* **Exercises to complete**:
[1] In the per-unit tax explainer, what determines who bears the tax?
[2] Pick up the per-unit tax explainer after its final sentence and keep writing it.

* **Page excerpt**:
A per-unit tax drives a wedge between the price buyers pay and the price sellers keep. Drawn here as the supply curve shifting up by the tax, the new equilibrium sits where supply + tax meets demand: buyers pay more, sellers receive less, and the quantity traded falls.

The shaded rectangle is tax revenue — the tax times the quantity sold. It is a transfer, not a loss. The shaded triangle between the taxed and untaxed quantities is deadweight loss: mutually beneficial trades that the tax prevents.

Who bears the tax depends on elasticity, not on who legally pays it. The steeper (less elastic) side of the market absorbs the larger share, because it is less able to escape the tax by changing quantity. Make demand steeper than supply and watch the buyers' share rise.

What to explore

Change parameters and watch the model adjust.

  • Demand and supply intercepts and slopes
  • Per-unit tax size

Core ideas

Interpret the mechanics before you chase the graphs.

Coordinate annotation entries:
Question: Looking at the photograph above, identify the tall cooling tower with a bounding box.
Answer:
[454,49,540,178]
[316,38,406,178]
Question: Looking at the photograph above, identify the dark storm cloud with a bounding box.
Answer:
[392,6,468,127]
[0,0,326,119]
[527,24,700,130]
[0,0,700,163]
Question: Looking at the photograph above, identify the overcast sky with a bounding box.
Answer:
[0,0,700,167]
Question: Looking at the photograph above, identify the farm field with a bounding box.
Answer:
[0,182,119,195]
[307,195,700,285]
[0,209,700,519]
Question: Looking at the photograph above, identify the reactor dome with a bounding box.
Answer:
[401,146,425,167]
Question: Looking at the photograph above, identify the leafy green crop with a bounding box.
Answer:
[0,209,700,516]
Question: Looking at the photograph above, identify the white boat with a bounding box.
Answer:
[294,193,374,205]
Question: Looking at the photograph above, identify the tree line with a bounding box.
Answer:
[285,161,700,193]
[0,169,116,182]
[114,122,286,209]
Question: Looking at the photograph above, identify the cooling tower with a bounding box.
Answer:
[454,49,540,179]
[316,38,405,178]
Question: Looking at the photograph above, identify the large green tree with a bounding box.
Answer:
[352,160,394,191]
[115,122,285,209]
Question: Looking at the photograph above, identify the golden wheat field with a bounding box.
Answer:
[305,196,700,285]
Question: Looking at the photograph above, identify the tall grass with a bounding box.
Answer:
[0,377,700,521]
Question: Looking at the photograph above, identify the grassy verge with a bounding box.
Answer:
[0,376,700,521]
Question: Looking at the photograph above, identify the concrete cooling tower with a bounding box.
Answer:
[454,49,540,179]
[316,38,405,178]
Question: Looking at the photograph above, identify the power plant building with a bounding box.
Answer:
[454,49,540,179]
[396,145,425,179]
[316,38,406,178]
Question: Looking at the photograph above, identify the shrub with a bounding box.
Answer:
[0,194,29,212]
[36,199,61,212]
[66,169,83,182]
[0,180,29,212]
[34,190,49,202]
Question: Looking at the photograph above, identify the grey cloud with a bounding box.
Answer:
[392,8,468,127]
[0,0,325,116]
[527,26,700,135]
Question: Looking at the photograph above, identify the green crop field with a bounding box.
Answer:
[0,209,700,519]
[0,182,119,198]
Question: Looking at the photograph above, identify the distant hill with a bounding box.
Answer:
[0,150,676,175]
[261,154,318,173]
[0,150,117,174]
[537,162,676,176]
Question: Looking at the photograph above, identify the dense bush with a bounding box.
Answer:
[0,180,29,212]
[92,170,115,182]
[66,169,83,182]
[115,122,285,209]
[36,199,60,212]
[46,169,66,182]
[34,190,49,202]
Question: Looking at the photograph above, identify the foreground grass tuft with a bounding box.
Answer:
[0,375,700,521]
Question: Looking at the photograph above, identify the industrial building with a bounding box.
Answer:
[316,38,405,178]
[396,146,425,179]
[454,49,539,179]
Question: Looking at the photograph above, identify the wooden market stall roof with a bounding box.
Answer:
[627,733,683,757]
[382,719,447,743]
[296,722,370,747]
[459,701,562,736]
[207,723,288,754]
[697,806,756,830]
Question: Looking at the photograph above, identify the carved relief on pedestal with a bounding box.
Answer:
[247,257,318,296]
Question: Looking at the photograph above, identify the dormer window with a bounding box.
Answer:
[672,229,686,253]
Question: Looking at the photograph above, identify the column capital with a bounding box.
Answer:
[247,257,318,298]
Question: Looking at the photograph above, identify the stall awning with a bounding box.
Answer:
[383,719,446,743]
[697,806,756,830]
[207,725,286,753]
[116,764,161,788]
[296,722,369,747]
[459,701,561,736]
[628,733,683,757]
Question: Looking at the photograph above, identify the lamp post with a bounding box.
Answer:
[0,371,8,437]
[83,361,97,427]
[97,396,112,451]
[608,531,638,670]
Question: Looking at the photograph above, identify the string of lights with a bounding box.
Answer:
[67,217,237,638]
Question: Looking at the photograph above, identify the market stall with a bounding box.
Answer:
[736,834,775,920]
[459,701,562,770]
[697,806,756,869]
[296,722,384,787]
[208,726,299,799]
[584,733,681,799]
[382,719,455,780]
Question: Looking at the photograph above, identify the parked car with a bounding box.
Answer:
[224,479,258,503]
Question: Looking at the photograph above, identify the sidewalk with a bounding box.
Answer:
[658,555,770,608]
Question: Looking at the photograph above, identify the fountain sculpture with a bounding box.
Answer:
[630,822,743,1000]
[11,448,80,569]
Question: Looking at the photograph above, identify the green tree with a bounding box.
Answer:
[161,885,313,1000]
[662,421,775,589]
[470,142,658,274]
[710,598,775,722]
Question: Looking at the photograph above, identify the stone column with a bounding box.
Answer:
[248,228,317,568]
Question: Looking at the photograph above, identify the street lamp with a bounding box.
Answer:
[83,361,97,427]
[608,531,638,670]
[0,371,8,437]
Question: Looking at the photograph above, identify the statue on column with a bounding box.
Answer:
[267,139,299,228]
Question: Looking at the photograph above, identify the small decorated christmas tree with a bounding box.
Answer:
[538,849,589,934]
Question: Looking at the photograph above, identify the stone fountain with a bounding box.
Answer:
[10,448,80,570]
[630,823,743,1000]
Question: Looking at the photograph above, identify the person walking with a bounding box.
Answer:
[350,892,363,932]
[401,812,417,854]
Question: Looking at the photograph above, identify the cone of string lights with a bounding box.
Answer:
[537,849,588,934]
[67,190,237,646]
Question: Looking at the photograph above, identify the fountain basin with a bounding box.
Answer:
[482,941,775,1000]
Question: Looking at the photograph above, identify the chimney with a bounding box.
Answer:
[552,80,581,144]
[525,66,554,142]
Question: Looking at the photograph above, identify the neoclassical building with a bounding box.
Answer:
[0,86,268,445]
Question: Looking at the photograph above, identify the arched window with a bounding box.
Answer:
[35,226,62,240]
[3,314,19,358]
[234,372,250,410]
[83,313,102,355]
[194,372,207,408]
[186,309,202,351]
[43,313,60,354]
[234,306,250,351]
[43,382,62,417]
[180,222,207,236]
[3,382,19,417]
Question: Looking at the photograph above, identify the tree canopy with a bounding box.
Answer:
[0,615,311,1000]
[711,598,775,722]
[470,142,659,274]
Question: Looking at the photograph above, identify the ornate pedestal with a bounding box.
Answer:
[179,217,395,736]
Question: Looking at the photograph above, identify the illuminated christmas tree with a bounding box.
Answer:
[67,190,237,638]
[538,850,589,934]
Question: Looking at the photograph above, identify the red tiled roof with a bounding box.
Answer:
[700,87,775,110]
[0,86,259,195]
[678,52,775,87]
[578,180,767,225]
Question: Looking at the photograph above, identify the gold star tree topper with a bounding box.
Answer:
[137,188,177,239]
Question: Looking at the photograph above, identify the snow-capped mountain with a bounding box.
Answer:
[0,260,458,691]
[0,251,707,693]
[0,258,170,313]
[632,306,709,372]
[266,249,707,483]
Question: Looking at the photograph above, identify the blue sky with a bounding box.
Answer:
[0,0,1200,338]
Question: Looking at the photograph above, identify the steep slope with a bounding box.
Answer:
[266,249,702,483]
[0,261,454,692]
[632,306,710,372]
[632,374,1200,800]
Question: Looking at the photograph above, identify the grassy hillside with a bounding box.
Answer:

* **The responses**:
[1] Elasticity determines it, not who legally pays the tax.

[2]
  • A tax wedge reduces traded quantity and reallocates surplus.
  • Revenue is a transfer, while deadweight loss is surplus that disappears.
  • Incidence depends on which side of the market is less able to adjust quantity.

Learning goals

What this model should help students internalize.

  • Compute post-tax prices paid by buyers and received by sellers.
  • Relate the tax wedge to revenue and deadweight loss.
  • Connect incidence to the relative responsiveness of demand and supply.

Prerequisites

Concepts to review before diving in.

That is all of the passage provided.